Stated goal -> Retype the stretch of the ugly-charts lab instructions from "And then click" through "visualization you created.", keeping every character unchanged.

Lab 04 - Ugly charts

NEW: Join RStudio Cloud here: https://rstudio.cloud/spaces/34062/join?access_code=%2FoMkTUWkzo8%2B7q86yRe0FlKhrcpmgwsk7sCNnNNH

And then click on new project from Git.

Given below are three data visualizations that violate many data visualization best practices. Improve these visualizations using R and the tips for effective visualizations that we introduced in class. You should produce one visualization per dataset. Your visualizaiton should be accompanies by a brief paragraph describing the choices you made in your improvement, specifically discussing what you didn’t like in the original plots and why, and how you addressed them in the visualization you created.

On the due date you will give a brief presentation describing one of your improved visualizations and the reasoning for the choices you made.

Learning goals

Hello (again) teams!

First things first: get to know your team members. You can find your team assignment for the rest of the semester here.

If there are any issues with the team roster, please let one of the tutors or the professor know asap!

Getting started

Go to the course GitHub organization and locate your Lab 04 repo, which should be named lab-04-ugly-charts-YOUR_TEAMNAME. Grab the URL of the repo, and clone it in RStudio. Refer to Lab 01 if you would like to see step-by-step instructions for cloning a repo into an RStudio project.

Data extract ->
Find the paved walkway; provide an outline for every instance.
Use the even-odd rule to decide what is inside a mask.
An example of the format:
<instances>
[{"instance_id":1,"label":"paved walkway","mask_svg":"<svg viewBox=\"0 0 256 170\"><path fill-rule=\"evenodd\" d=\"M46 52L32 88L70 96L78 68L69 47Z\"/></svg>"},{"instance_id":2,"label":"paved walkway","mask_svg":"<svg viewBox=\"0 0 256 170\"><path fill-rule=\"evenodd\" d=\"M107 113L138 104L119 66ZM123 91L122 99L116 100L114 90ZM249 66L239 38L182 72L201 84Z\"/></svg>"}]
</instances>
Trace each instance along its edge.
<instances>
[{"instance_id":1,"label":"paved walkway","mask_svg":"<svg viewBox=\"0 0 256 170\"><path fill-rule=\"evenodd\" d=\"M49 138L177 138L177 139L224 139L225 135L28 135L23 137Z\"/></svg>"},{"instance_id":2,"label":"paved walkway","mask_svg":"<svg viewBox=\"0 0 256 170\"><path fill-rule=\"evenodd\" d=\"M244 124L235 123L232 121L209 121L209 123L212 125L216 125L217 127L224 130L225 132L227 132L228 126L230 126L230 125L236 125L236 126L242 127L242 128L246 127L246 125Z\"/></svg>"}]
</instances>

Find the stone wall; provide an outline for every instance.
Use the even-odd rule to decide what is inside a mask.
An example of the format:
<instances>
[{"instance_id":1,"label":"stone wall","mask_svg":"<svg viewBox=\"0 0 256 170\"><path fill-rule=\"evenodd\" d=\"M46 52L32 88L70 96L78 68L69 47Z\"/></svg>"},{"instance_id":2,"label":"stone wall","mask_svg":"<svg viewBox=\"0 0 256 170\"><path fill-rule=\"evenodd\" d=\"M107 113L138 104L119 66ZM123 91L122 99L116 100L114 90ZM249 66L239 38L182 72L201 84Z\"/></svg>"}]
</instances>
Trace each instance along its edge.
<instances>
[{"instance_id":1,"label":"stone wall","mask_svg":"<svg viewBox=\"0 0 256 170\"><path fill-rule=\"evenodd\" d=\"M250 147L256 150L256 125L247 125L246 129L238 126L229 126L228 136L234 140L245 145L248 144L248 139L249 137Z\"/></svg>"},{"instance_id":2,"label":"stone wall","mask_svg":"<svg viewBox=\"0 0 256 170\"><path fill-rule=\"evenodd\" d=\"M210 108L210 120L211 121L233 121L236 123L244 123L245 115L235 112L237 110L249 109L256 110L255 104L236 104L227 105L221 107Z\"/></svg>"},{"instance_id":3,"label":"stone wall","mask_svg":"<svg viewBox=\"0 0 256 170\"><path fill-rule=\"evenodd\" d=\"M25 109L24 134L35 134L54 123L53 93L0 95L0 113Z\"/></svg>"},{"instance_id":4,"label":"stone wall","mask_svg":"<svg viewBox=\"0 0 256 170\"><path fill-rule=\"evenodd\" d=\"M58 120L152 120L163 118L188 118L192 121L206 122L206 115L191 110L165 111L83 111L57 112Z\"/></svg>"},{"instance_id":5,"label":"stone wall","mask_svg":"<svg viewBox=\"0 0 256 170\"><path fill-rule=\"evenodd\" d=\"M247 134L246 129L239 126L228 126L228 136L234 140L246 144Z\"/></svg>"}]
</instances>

Output of the exercise ->
And then click on new project from Git.

Given below are three data visualizations that violate many data visualization best practices. Improve these visualizations using R and the tips for effective visualizations that we introduced in class. You should produce one visualization per dataset. Your visualizaiton should be accompanies by a brief paragraph describing the choices you made in your improvement, specifically discussing what you didn’t like in the original plots and why, and how you addressed them in the visualization you created.